** Dataset rows **
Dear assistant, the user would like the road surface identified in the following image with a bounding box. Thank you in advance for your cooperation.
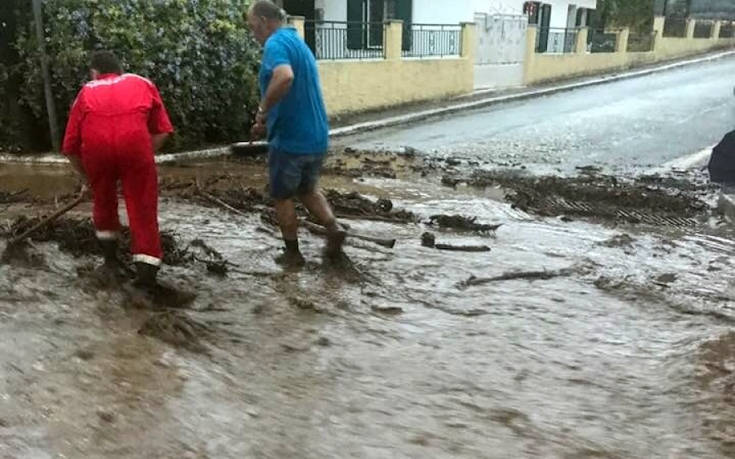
[337,57,735,176]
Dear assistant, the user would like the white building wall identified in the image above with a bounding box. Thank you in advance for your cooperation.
[314,0,347,21]
[315,0,596,28]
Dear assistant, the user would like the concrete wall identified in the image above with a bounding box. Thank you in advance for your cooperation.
[291,17,476,116]
[315,0,596,27]
[314,0,347,21]
[475,13,528,89]
[319,58,473,116]
[523,18,735,85]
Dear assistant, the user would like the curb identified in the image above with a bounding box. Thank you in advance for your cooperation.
[330,51,735,137]
[5,46,735,164]
[717,191,735,222]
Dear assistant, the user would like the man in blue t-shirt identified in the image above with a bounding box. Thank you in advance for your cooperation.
[247,1,345,266]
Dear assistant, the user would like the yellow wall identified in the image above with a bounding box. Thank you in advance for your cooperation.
[524,25,735,85]
[319,57,474,116]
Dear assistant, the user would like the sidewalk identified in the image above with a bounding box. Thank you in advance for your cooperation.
[5,46,735,164]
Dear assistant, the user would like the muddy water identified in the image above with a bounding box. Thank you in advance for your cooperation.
[0,157,735,458]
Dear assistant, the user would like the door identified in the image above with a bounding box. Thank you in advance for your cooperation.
[536,5,551,53]
[394,0,413,51]
[283,0,316,52]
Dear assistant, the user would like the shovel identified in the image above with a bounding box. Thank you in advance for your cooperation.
[2,191,85,260]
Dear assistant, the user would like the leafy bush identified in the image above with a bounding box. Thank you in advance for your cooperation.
[7,0,259,153]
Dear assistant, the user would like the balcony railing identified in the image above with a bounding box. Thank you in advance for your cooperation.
[304,21,384,60]
[401,23,462,58]
[536,27,579,54]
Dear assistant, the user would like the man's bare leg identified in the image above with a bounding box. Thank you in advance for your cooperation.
[300,190,346,257]
[275,199,304,266]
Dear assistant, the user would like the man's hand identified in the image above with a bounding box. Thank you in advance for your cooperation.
[250,117,266,142]
[79,181,92,199]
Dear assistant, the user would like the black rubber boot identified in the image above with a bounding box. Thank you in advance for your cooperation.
[324,221,347,259]
[99,239,120,266]
[133,262,158,290]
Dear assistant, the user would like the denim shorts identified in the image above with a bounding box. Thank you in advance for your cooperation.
[268,150,324,199]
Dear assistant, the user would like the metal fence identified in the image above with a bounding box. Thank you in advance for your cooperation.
[536,27,579,54]
[664,17,687,38]
[402,23,462,57]
[627,32,656,53]
[694,21,715,38]
[304,21,384,60]
[720,22,735,38]
[587,29,618,53]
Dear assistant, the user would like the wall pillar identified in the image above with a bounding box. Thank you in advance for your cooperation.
[383,19,403,61]
[460,22,477,63]
[615,27,630,53]
[574,27,590,54]
[288,16,306,40]
[523,24,538,84]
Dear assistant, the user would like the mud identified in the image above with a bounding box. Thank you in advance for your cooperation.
[324,189,418,223]
[429,215,503,233]
[4,216,197,266]
[443,171,714,227]
[0,155,735,458]
[0,190,28,204]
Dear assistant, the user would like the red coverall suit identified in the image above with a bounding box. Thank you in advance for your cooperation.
[62,74,173,266]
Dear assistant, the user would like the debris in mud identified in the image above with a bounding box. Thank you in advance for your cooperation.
[442,175,463,188]
[322,147,424,179]
[421,232,491,252]
[370,305,403,316]
[0,189,28,204]
[597,233,635,249]
[97,410,115,423]
[458,268,575,288]
[0,239,45,268]
[3,216,233,274]
[123,280,197,310]
[653,273,678,287]
[288,297,324,313]
[466,171,712,227]
[429,215,502,233]
[325,190,418,223]
[138,311,212,352]
[74,349,94,361]
[421,231,436,249]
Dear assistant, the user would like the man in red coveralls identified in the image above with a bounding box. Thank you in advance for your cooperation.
[62,51,173,288]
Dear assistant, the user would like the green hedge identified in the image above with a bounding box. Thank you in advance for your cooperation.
[0,0,259,155]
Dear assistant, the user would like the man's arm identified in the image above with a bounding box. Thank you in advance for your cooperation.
[260,64,294,113]
[148,80,174,152]
[151,132,170,151]
[61,89,87,182]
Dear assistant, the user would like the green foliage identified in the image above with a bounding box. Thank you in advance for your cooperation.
[7,0,259,153]
[595,0,654,32]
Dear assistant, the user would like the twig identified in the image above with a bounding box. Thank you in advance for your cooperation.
[458,268,574,288]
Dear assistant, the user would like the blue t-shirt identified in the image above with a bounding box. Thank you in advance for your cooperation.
[259,27,329,155]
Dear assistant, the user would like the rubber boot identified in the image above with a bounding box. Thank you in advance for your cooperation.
[324,221,347,259]
[99,239,120,267]
[133,262,158,290]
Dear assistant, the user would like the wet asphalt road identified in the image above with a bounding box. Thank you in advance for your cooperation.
[336,57,735,173]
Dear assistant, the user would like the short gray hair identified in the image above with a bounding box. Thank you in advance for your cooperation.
[250,0,288,22]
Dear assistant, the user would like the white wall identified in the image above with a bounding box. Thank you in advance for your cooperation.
[314,0,347,21]
[315,0,596,28]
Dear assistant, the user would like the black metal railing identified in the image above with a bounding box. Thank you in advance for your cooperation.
[627,32,656,53]
[664,17,687,38]
[587,29,618,53]
[694,21,715,38]
[304,21,384,60]
[720,22,735,38]
[401,23,462,58]
[536,27,579,54]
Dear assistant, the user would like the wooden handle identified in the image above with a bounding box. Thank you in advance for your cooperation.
[8,193,84,245]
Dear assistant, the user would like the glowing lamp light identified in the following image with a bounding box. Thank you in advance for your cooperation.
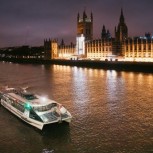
[24,103,31,110]
[41,97,47,102]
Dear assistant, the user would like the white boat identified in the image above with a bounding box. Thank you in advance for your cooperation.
[0,87,72,130]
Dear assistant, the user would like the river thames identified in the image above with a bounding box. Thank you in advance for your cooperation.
[0,62,153,153]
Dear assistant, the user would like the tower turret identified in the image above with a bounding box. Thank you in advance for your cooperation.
[77,10,93,40]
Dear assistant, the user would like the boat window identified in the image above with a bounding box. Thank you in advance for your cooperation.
[33,103,57,112]
[23,94,37,100]
[29,109,43,122]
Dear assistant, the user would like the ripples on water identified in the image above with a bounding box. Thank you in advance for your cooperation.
[0,62,153,153]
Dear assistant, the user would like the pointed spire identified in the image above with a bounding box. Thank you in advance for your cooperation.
[102,25,106,32]
[120,8,124,23]
[91,12,93,21]
[77,12,80,21]
[83,10,87,19]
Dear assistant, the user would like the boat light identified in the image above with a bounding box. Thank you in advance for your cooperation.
[41,97,47,102]
[24,103,31,110]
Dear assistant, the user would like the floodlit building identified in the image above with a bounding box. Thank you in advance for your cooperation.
[44,9,153,61]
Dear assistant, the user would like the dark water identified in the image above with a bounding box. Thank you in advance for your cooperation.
[0,62,153,153]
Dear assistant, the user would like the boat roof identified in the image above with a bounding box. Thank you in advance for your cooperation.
[5,90,57,106]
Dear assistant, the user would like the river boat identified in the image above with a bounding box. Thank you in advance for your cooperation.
[0,87,72,130]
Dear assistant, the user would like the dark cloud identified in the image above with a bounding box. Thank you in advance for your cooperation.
[0,0,153,47]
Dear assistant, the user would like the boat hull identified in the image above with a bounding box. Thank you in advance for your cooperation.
[1,100,71,130]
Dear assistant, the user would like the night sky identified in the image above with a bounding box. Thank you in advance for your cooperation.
[0,0,153,48]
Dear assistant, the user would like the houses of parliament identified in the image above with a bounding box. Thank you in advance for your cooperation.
[44,9,153,61]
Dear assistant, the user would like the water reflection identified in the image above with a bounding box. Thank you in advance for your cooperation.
[0,63,153,153]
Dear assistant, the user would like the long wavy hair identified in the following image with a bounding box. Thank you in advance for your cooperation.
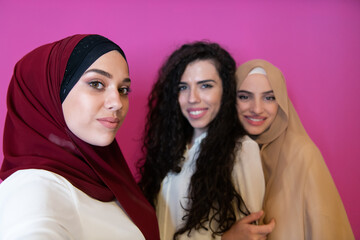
[138,42,249,239]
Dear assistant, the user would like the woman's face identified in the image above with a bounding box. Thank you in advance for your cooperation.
[62,50,130,146]
[237,74,278,135]
[179,60,223,137]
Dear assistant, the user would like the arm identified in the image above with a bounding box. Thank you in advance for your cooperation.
[0,170,81,240]
[221,211,275,240]
[233,136,265,212]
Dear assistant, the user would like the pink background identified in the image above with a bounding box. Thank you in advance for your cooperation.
[0,0,360,236]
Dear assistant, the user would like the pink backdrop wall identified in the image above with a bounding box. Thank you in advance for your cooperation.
[0,0,360,236]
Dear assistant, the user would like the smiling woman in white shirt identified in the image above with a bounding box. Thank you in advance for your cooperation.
[139,42,275,240]
[0,35,159,240]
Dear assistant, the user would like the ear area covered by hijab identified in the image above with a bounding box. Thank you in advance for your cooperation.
[0,34,159,240]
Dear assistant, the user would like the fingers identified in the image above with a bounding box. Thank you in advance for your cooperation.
[240,210,264,224]
[257,219,275,235]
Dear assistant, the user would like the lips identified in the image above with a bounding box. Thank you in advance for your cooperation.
[97,117,120,129]
[244,116,266,126]
[187,108,207,119]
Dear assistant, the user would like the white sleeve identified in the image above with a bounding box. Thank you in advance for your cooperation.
[233,136,265,212]
[0,169,81,240]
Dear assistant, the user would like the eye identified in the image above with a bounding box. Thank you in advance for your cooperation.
[119,87,131,96]
[201,83,213,88]
[238,94,249,101]
[178,85,187,92]
[89,81,105,90]
[265,96,276,102]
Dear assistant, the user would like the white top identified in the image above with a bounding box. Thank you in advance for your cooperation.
[0,169,145,240]
[156,133,265,240]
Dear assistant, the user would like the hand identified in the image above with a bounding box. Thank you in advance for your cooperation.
[221,211,275,240]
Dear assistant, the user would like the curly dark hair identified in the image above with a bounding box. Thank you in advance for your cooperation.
[138,41,249,239]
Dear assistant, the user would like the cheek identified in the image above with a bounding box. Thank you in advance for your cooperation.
[178,93,186,111]
[269,103,279,117]
[236,101,248,115]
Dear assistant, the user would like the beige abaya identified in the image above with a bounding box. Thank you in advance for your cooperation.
[236,59,354,240]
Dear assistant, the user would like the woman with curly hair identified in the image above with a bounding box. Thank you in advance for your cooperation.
[139,42,274,240]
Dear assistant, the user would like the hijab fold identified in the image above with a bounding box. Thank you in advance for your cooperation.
[0,35,159,240]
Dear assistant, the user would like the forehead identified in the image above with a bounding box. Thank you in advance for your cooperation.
[238,73,272,92]
[181,60,220,81]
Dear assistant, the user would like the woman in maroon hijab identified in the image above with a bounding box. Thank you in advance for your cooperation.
[0,35,159,240]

** Requirements **
Update the records from the line containing "Dear assistant, the user would like the curb" through the line containing "[319,57,474,116]" by changing "blue t-shirt" to "gray t-shirt", keeping everything else the same. Output only those lines.

** Solution for this problem **
Dear assistant, the user would like the curb identified in the image above with a bounding box. Thank you in advance for your cooperation.
[330,51,735,137]
[5,46,735,164]
[717,191,735,222]
Dear assistant, the user would like the man in gray t-shirt identified in the image above with a bounding box. Thank you in advance for your cooperation.
[247,1,345,266]
Dear assistant, the user would like the yellow wall identified in the image above with a bounding box. Thank you in advance for your cooperation.
[524,25,735,85]
[319,57,474,116]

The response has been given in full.